----- 文档片段 -----

调试基于RCurl的身份验证&表格提交

时间:2014-03-11 04:27:45

标签: r forms authentication web-scraping rcurl

SourceForge研究数据档案(SRDA)是我论文研究的数据来源之一。我在调试与SRDA数据收集相关的以下问题时遇到了困难。

SRDA的数据收集需要身份验证,然后使用SQL查询提交Web表单。成功处理查询后,系统会生成带有查询结果的文本文件。在测试我的R代码以进行SRDA数据收集时,我已经更改了SQL请求以确保重新生成结果文件。但是,我发现文件内容保持不变(对应于之前的查询)。我认为缺少文件内容的刷新可能是由于身份验证查询表单提交的失败。以下是代码(https://github.com/abnova/diss-floss/blob/master/import/getSourceForgeData.R)的调试输出:

make importSourceForge

Rscript --no-save --no-restore --verbose getSourceForgeData.R
running
  '/usr/lib/R/bin/R --slave --no-restore --no-save --no-restore --file=getSourceForgeData.R'

Loading required package: RCurl
Loading required package: methods
Loading required package: bitops
Loading required package: digest

Retrieving SourceForge data...

Checking request "SELECT *
FROM sf1104.users a, sf1104.artifact b
WHERE a.user_id = b.submitted_by AND b.artifact_id = 304727"...
* About to connect() to zerlot.cse.nd.edu port 80 (#0)
*   Trying 129.74.152.47... * connected
> POST /mediawiki/index.php?title=Special:Userlogin&action=submitlogin&type=login HTTP/1.1
Host: zerlot.cse.nd.edu
Accept: */*
Content-Length: 37
Content-Type: application/x-www-form-urlencoded

* upload completely sent off: 37out of 37 bytes
< HTTP/1.1 200 OK
< Date: Tue, 11 Mar 2014 03:49:04 GMT
< Server: Apache/2.2.8 (Ubuntu) PHP/5.2.4-2ubuntu5.25 with Suhosin-Patch
< X-Powered-By: PHP/5.2.4-2ubuntu5.25
* Added cookie wiki_db_session="c61...a3c" for domain zerlot.cse.nd.edu, path /, expire 0
< Set-Cookie: wiki_db_session=c61...a3c; path=/
< Content-language: en
< Vary: Accept-Encoding,Cookie
< Expires: Thu, 01 Jan 1970 00:00:00 GMT
< Cache-Control: private, must-revalidate, max-age=0
< Transfer-Encoding: chunked
< Content-Type: text/html; charset=UTF-8
<
* Connection #0 to host zerlot.cse.nd.edu left intact
[1] "Before second postForm()"

-----

# 任务要求 A
请照录清单中的一段:从含有“If you could indicate the blue”的那一行开始,到含有“point(275, 154)”的那一行结束,首尾两行均包括在内。

----- 待处理数据 -----

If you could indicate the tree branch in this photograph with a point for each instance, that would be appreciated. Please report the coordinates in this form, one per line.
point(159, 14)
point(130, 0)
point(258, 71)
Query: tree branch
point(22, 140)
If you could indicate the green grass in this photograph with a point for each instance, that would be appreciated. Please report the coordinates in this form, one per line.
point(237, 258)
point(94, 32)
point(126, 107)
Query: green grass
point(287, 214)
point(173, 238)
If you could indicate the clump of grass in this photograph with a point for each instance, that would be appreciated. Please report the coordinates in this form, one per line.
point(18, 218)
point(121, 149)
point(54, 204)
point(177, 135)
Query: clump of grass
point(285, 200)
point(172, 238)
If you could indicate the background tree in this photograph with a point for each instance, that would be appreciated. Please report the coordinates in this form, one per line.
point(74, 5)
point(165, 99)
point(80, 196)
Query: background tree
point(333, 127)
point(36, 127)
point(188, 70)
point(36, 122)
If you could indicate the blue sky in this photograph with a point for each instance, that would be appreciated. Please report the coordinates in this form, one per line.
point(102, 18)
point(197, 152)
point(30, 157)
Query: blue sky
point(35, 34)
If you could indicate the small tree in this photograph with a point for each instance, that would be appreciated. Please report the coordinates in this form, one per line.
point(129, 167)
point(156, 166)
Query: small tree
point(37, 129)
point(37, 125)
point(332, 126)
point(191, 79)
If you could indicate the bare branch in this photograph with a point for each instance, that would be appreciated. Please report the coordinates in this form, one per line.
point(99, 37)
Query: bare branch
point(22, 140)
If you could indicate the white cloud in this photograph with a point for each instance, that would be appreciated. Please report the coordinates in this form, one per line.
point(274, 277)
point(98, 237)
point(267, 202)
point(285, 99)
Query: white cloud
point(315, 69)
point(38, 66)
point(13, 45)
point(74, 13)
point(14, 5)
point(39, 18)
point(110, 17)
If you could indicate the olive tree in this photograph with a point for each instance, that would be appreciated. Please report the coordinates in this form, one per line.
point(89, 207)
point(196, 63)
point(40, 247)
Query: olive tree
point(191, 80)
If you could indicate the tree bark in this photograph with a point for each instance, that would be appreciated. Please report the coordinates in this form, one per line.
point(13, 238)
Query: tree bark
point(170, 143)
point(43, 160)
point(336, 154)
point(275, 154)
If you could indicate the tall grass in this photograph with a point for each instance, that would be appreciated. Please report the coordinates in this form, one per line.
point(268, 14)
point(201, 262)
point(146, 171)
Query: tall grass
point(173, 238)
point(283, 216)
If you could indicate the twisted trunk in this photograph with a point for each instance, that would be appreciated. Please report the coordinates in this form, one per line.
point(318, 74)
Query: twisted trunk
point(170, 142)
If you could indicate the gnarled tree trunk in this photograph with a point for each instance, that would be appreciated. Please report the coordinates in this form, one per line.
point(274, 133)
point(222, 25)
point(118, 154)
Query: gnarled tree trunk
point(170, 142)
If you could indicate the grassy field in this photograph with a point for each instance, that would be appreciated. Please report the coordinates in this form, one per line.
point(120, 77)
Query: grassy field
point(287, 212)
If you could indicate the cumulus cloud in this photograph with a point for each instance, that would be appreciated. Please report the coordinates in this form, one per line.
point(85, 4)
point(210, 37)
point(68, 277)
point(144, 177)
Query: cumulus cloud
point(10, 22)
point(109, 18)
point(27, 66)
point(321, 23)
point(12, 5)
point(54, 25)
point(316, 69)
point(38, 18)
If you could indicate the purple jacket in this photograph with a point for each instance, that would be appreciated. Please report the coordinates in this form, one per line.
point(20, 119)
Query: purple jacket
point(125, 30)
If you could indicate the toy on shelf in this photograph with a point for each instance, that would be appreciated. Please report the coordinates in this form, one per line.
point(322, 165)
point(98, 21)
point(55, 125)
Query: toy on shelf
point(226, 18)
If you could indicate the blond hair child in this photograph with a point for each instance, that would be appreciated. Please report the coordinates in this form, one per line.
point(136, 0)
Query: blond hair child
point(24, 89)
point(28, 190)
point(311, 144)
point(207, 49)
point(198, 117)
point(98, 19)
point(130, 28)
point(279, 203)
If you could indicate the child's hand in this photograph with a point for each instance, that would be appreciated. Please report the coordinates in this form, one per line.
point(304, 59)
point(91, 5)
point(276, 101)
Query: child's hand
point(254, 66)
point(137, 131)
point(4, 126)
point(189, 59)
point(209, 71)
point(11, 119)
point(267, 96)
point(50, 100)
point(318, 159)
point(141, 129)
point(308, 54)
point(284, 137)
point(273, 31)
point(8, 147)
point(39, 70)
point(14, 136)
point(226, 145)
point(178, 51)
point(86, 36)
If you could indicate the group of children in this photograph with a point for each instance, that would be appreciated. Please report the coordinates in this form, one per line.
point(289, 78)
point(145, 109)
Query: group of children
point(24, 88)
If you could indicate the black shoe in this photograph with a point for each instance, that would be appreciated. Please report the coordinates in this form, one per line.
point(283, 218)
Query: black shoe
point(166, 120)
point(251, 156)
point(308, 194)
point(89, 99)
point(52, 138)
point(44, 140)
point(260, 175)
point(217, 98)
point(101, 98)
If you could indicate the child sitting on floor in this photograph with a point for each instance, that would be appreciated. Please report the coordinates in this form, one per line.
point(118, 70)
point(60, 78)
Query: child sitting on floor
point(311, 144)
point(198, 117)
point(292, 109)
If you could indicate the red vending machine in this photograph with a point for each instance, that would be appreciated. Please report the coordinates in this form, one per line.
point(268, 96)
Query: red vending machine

-----

# 任务要求 B
根据这篇关于RCurl调试的帖子的输出,写出其中显示加载的全部R包名称。

# 完整回答 A
If you could indicate the blue sky in this photograph with a point for each instance, that would be appreciated. Please report the coordinates in this form, one per line.
point(102, 18)
point(197, 152)
point(30, 157)
Query: blue sky
point(35, 34)
If you could indicate the small tree in this photograph with a point for each instance, that would be appreciated. Please report the coordinates in this form, one per line.
point(129, 167)
point(156, 166)
Query: small tree
point(37, 129)
point(37, 125)
point(332, 126)
point(191, 79)
If you could indicate the bare branch in this photograph with a point for each instance, that would be appreciated. Please report the coordinates in this form, one per line.
point(99, 37)
Query: bare branch
point(22, 140)
If you could indicate the white cloud in this photograph with a point for each instance, that would be appreciated. Please report the coordinates in this form, one per line.
point(274, 277)
point(98, 237)
point(267, 202)
point(285, 99)
Query: white cloud
point(315, 69)
point(38, 66)
point(13, 45)
point(74, 13)
point(14, 5)
point(39, 18)
point(110, 17)
If you could indicate the olive tree in this photograph with a point for each instance, that would be appreciated. Please report the coordinates in this form, one per line.
point(89, 207)
point(196, 63)
point(40, 247)
Query: olive tree
point(191, 80)
If you could indicate the tree bark in this photograph with a point for each instance, that would be appreciated. Please report the coordinates in this form, one per line.
point(13, 238)
Query: tree bark
point(170, 143)
point(43, 160)
point(336, 154)
point(275, 154)

# 完整回答 B
RCurl、methods、bitops、digest